◆ **What to do**
Nothing in the records may be left out or altered; reproduce them all exactly.

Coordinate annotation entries
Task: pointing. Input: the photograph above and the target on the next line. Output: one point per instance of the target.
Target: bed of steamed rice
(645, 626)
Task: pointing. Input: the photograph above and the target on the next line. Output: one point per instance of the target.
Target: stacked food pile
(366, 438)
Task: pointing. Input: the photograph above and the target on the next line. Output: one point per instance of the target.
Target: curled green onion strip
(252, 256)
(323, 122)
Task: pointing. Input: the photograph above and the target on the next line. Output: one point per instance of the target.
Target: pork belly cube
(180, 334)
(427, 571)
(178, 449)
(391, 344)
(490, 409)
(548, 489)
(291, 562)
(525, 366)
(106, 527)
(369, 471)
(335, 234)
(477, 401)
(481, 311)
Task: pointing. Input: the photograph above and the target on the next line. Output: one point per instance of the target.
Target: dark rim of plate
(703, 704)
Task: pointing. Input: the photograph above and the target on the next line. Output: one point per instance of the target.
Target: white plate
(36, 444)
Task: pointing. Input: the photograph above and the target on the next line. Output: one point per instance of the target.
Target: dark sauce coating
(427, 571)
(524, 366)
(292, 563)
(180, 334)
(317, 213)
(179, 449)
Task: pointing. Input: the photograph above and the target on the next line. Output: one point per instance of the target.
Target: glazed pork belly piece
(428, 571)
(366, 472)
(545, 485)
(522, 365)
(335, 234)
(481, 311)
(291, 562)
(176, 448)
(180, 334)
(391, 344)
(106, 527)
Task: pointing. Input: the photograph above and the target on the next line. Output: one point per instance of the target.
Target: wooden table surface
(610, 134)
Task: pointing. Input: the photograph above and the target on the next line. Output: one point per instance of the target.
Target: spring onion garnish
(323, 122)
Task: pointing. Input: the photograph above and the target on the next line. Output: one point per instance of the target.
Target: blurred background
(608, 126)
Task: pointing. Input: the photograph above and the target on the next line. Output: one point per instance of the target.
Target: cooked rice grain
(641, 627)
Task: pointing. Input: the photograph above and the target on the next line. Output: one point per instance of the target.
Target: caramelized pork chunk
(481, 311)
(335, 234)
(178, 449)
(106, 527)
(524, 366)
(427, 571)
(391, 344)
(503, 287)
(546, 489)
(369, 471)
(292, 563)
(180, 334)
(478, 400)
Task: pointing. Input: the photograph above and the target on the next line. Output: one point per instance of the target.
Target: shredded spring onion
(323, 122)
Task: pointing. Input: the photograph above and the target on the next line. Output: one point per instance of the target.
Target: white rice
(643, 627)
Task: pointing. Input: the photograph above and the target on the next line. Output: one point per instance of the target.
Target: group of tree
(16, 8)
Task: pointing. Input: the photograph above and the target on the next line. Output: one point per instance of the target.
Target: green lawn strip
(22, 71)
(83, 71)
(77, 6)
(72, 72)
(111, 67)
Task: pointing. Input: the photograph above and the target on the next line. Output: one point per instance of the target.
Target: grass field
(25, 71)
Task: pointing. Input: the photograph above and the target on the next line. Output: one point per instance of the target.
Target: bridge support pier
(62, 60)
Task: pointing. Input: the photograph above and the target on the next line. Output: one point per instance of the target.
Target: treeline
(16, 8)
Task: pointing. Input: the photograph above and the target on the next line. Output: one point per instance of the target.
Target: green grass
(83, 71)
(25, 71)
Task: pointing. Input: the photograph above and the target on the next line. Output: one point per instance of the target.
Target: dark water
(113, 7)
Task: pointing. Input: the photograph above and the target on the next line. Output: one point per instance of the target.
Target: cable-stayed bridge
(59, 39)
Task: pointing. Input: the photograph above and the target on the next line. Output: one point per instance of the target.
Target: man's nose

◆ **Solution**
Task: pointing. Input: the photograph above and the target on the next line. Output: one point per instance of the target.
Target: bed of steamed rice
(645, 626)
Task: pointing. Input: the photograph above and the target on the next line. Output: one point per instance of the target.
Target: stacked food pile
(366, 438)
Task: pointing. Input: the photograph above and the target on the next line. Output: one point per instance of the target.
Target: curled green onion strip
(252, 256)
(323, 122)
Task: pointing. Input: the photograph above and the target on the next line. Output: one point per instance of the target.
Target: pork belly cube
(180, 334)
(427, 571)
(178, 449)
(391, 344)
(490, 409)
(548, 489)
(291, 562)
(525, 366)
(106, 527)
(369, 471)
(335, 234)
(477, 401)
(481, 311)
Task: pointing. Input: the photograph above and the target on the next line. Output: one point per instance of the target.
Target: dark rim of plate
(703, 704)
Task: pointing. Input: the photograph above and the target on the next line. Output: one point per instance of the target.
Target: white plate
(36, 444)
Task: pointing. Input: the photograph above and the target on the next line. Output: one point per instance of the target.
Target: dark sauce coating
(427, 571)
(524, 366)
(292, 563)
(180, 334)
(317, 213)
(179, 449)
Task: pointing. Input: the photograph above and the target on the next line. Output: one point per instance of the target.
Target: glazed pork belly piece
(428, 571)
(366, 472)
(545, 485)
(522, 365)
(335, 234)
(481, 311)
(291, 562)
(176, 448)
(180, 334)
(391, 344)
(106, 527)
Task: pointing. Input: the photograph above and the target on the next line. Output: one point per instance of the target.
Target: wooden table surface
(610, 134)
Task: pointing. Input: the photograph above and the target on the next line. Output: one point per instance of the target.
Target: spring onion garnish
(323, 122)
Task: pointing. Input: the photograph above and the target on the next line. Output: one point per instance of the target.
Target: blurred background
(608, 126)
Task: pointing. Input: the photograph above and the target on the next line. Output: one point per instance of the target.
Target: cooked rice grain
(641, 627)
Task: pointing. Input: the photograph above and the target on the next line. Output: one point per instance of the target.
Target: caramelized pork chunk
(481, 311)
(335, 234)
(178, 449)
(106, 527)
(524, 366)
(427, 571)
(391, 344)
(503, 287)
(546, 489)
(369, 471)
(292, 563)
(180, 334)
(478, 400)
Task: pointing. Input: the photograph above and the target on the next line. Output: one point per instance of the target.
Target: shredded spring onion
(323, 122)
Task: pointing. Input: the photograph above and the target on the next line. Output: one point per instance of the target.
Target: white rice
(643, 627)
Task: pointing. Input: the photograph above and the target on the next line. Output: one point per instance of the target.
Target: group of tree
(16, 8)
Task: pointing. Input: the photograph above and the target on the next line. Output: one point per instance of the target.
Target: green lawn strip
(22, 71)
(83, 71)
(77, 6)
(72, 72)
(111, 67)
Task: pointing. Input: the photograph above and the target on the next line. Output: one point per instance of the target.
Target: grass field
(25, 71)
Task: pointing. Input: the photograph above and the target on the next line. Output: one point per instance of the target.
Target: bridge support pier
(62, 60)
Task: pointing. Input: the photograph above and the target on the next line. Output: one point per instance of the target.
Target: treeline
(16, 8)
Task: pointing. Input: the photograph above and the target on the next line. Output: one point per instance of the target.
Target: green grass
(83, 71)
(25, 71)
Task: pointing. Input: the photograph above and the target on the next line. Output: one point per instance of the target.
Target: dark water
(113, 7)
Task: pointing. Input: the photograph above and the target on the next line. Output: one point per instance of the target.
Target: cable-stayed bridge
(59, 39)
Task: pointing. Input: the photograph above and the target on the next line. Output: one point per instance of the target.
Target: man's nose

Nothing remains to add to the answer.